> **REQUIRED TASKS**:
a - According to the travel passage, how long was the flight from Dubai to O'Hare?
b - Rewrite the travel passage starting at "Closed 2 Closed" and ending at "at the time.", swapping "Dubai" for "Doha".

> **SUPPLIED TEXT**:
Last time we were here, it was almost winter time and not very warm. With the wind chill added in, cold enough to make me head straight for the nearest North Face emporium to buy some breeze-proofing. Fortunately, this time we’re better prepared, but the Windy City is just that and this time, quite temperate.

 

Morning sky after the rain Morning sky after the rain

 

Battered Bluesmobile in the morning sunlight Battered Bluesmobile in the morning sunlight

 

Closed Closed

 

Closed 2 Closed 2

 

Our Emirates 777—300ER touched down at O’Hare a few minutes early on Wednesday afternoon, after its 15 hour marathon from Dubai. On top of a nine hour flight from Cape Town and a two hour change of planes, it was predictable that our physical and mental reserves would be close to exhausted. A hang up with the usually achingly slow immigration and security process saw Mrs P hauled into a separate screening area to sit and wait (me with her) while someone delved into her personal information. After about half an hour, her passport was returned and we were told we could go – seems the fingerprint scanner hadn’t captured her prints properly – I wonder why they think it’s OK to be so faceless, officious and couldn’t just tell us what the problem was at the time.

Object point labels:

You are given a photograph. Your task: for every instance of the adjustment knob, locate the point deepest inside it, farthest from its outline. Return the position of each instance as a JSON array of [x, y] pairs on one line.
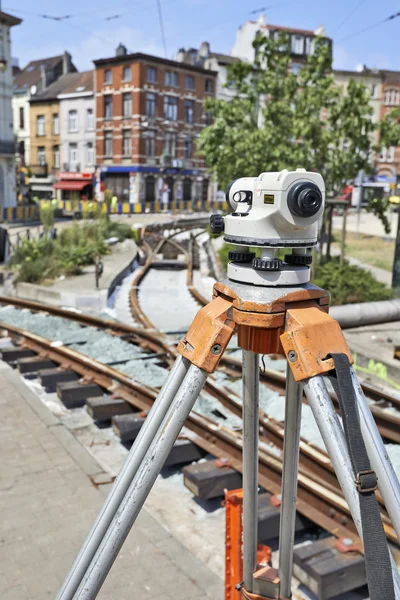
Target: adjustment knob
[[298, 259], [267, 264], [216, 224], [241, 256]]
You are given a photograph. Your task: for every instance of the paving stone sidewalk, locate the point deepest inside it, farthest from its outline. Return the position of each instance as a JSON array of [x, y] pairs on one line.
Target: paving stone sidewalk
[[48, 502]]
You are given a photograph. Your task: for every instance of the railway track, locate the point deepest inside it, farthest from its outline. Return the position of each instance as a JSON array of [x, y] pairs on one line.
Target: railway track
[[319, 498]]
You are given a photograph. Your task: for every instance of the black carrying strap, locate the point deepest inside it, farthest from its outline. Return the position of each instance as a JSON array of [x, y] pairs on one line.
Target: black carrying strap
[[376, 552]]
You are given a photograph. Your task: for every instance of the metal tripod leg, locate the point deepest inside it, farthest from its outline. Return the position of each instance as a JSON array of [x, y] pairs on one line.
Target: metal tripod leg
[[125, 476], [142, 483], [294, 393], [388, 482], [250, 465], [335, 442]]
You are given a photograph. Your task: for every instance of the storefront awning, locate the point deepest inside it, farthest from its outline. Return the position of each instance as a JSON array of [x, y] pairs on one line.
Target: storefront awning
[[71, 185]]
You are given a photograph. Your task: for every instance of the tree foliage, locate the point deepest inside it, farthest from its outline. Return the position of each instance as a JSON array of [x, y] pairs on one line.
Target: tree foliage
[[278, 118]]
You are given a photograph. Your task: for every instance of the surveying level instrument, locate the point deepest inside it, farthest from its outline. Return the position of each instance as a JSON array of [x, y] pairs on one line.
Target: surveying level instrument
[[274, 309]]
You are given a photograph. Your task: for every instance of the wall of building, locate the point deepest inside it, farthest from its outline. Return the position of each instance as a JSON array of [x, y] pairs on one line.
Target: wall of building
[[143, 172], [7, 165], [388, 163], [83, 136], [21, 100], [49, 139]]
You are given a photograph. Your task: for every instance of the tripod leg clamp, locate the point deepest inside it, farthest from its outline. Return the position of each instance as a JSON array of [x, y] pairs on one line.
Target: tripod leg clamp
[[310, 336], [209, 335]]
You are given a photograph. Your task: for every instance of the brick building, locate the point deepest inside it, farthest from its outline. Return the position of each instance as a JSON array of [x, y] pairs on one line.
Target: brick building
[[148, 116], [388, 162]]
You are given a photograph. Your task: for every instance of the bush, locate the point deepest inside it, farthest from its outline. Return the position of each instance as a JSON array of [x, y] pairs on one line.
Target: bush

> **EXERCISE RESPONSES**:
a - 15 hours

b -
Closed 2 Closed 2

 

Our Emirates 777—300ER touched down at O’Hare a few minutes early on Wednesday afternoon, after its 15 hour marathon from Doha. On top of a nine hour flight from Cape Town and a two hour change of planes, it was predictable that our physical and mental reserves would be close to exhausted. A hang up with the usually achingly slow immigration and security process saw Mrs P hauled into a separate screening area to sit and wait (me with her) while someone delved into her personal information. After about half an hour, her passport was returned and we were told we could go – seems the fingerprint scanner hadn’t captured her prints properly – I wonder why they think it’s OK to be so faceless, officious and couldn’t just tell us what the problem was at the time.